(SUPPLIED ENTRIES):
************
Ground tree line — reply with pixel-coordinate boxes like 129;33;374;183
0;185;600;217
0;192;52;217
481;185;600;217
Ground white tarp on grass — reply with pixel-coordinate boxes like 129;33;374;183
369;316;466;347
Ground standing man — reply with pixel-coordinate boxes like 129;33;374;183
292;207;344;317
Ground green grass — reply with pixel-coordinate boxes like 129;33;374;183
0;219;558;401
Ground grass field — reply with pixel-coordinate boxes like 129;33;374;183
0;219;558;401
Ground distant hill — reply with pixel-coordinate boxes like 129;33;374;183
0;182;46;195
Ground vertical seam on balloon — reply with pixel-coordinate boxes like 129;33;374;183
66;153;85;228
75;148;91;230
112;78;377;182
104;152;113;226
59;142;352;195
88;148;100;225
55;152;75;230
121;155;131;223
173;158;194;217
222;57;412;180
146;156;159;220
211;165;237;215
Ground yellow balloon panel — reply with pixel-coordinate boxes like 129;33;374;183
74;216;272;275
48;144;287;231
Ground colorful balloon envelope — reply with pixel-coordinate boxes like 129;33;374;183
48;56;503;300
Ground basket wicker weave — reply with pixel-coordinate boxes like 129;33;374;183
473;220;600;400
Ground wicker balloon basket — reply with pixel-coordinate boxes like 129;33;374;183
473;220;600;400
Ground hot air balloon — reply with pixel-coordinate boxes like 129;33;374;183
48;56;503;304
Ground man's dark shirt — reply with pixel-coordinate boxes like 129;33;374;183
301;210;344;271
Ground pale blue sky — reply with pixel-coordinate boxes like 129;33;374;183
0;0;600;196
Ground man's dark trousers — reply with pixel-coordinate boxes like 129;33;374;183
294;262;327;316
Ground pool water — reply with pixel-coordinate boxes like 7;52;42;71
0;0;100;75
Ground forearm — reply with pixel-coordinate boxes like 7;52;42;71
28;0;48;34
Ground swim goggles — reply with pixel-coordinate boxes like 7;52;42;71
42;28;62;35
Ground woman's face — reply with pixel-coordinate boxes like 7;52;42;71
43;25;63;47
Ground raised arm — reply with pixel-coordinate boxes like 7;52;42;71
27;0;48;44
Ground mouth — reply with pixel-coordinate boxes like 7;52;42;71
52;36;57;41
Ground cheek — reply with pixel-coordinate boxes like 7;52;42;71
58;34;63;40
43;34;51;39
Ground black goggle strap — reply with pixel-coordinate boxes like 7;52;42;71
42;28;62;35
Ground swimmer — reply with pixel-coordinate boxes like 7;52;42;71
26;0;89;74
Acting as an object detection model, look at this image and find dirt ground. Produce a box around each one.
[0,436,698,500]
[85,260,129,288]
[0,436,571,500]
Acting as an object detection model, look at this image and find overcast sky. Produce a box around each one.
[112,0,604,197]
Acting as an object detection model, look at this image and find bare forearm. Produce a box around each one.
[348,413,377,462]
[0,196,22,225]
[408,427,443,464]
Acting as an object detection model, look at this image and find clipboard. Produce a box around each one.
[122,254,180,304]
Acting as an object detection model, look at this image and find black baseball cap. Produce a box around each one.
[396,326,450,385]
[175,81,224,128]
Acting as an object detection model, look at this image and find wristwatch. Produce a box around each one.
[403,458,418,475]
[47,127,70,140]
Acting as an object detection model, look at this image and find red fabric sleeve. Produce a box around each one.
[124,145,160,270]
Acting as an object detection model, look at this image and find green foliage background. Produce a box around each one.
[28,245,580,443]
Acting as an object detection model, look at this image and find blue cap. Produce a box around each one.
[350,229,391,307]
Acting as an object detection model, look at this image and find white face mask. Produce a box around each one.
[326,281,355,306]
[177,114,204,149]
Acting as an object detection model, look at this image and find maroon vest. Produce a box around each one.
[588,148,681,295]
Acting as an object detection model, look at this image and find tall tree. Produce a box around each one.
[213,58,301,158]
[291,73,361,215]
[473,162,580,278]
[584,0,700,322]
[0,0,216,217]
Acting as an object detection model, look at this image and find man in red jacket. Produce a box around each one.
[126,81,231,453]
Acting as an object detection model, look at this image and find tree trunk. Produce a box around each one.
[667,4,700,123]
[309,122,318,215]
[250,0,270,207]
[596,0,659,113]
************
(TASK DIRECTIONS):
Copy the records from the line containing "Ground wicker balloon" through the line containing "294;262;327;316", both included, with every request line as it stands and every box coordinate raised by 142. Give only those lines.

(EXERCISE SOLUTION):
Ground wicker balloon basket — reply with pixel-coordinate boxes like 129;33;374;183
615;362;742;542
Ground hot air balloon — reply with pixel-coordinate boxes like 129;33;374;183
190;198;645;446
Ground man's dark shirt — reply with pixel-coordinate boxes like 129;33;374;183
443;352;486;413
Ground pale blue sky — reply with pixel-coordinate boxes like 129;33;374;183
142;142;742;338
Ground man's dark trousers — reply with pixel-coordinate boxes like 129;33;374;183
436;404;469;458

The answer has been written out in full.